Cette relecture a été considérée comme hérétique : « Et afin de minimiser l’intérêt de cet ouvrage, ils m’ont accusé d’être un chiite qui déformait l’histoire des Arabes » (Adonis, Violence et islamEntretiens avec Houria Abdelouahed, Paris, Seuil, 2015, p.26-27). Dans le monde dit « arabo-musulman », tout est sacré, immuable et intemporel. Même l’échec est divinisé, compris comme le signe d’une délivrance à venir – et qui ne viendra jamais, tant que la rupture avec ce paradigme mythologique ne sera pas faite. L’ouvrage d’Adonis a subi une fatwa (avis juridique) et non des critiques. Les contestations portaient sur son lieu de naissance et ses croyances, et non sur ses idées et les arguments qu’il avançait. La condamnation de l’islamologue Saïd Djabelkhir relève de ce même processus, dans sa version inquisitoire.

Dans des sociétés où le théologique est le fondement du politique, aucun changement ne peut advenir si celui-ci n’est pas fondé sur la laïcité. Cette dernière est devenue aujourd’hui presque une insulte, voire un « blasphème ». Et pourtant, sans la laïcité, le théologico-politique continuera de ruiner les pays d’Afrique du Nord, d’Afrique subsaharienne, du Levant et de la péninsule arabique. Pour ne prendre qu’un exemple, ce qu’on appelle « la Révolution iranienne » n’a rien de révolutionnaire. C’est une immense régression sur tous les plans. Un retour de quinze siècles en arrière, à la loi du glaive et du Livre. « Saïd Djabelkhir est donc libre de penser et d’écrire ce qu’il veut »

■ ■ ■ ■ ■

### CONSIGNE A:
D'après l'extrait fourni, sur quoi portaient les contestations visant l'ouvrage d'Adonis ?
### CONSIGNE B:
Résumez l'extrait fourni en deux phrases, s'il vous plaît.
### CONSIGNE C:
Reproduisez le passage de l'extrait fourni qui va de « Cette relecture a » jusqu'à « sa version inquisitoire. » inclus.

### SECTION DES DONNÉES:

■ ■ ■ ■ ■

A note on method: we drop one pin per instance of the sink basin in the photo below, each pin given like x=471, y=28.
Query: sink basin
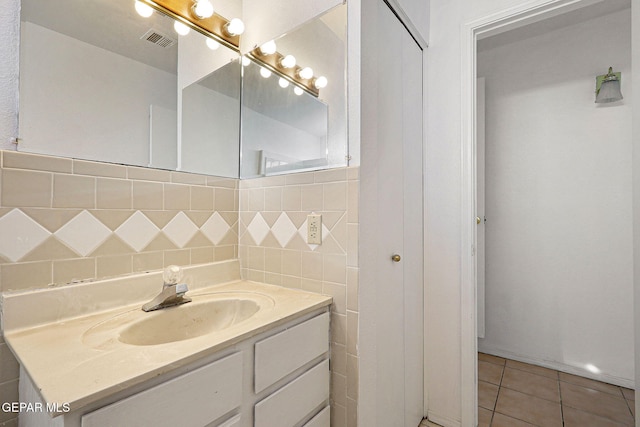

■ ■ ■ ■ ■

### RÉPONSE ATTENDUE A:
Elles portaient sur son lieu de naissance et ses croyances, et non sur ses idées et les arguments qu'il avançait.

### RÉPONSE ATTENDUE B:
L'ouvrage d'Adonis, jugé hérétique, a subi une fatwa plutôt que des critiques, et la condamnation de l'islamologue Saïd Djabelkhir relève du même processus. Dans des sociétés où le théologique fonde le politique, aucun changement ne peut advenir sans la laïcité, sans quoi le théologico-politique continuera de ruiner les pays d'Afrique du Nord, d'Afrique subsaharienne, du Levant et de la péninsule arabique.

### RÉPONSE ATTENDUE C:
Cette relecture a été considérée comme hérétique : « Et afin de minimiser l’intérêt de cet ouvrage, ils m’ont accusé d’être un chiite qui déformait l’histoire des Arabes » (Adonis, Violence et islamEntretiens avec Houria Abdelouahed, Paris, Seuil, 2015, p.26-27). Dans le monde dit « arabo-musulman », tout est sacré, immuable et intemporel. Même l’échec est divinisé, compris comme le signe d’une délivrance à venir – et qui ne viendra jamais, tant que la rupture avec ce paradigme mythologique ne sera pas faite. L’ouvrage d’Adonis a subi une fatwa (avis juridique) et non des critiques. Les contestations portaient sur son lieu de naissance et ses croyances, et non sur ses idées et les arguments qu’il avançait. La condamnation de l’islamologue Saïd Djabelkhir relève de ce même processus, dans sa version inquisitoire.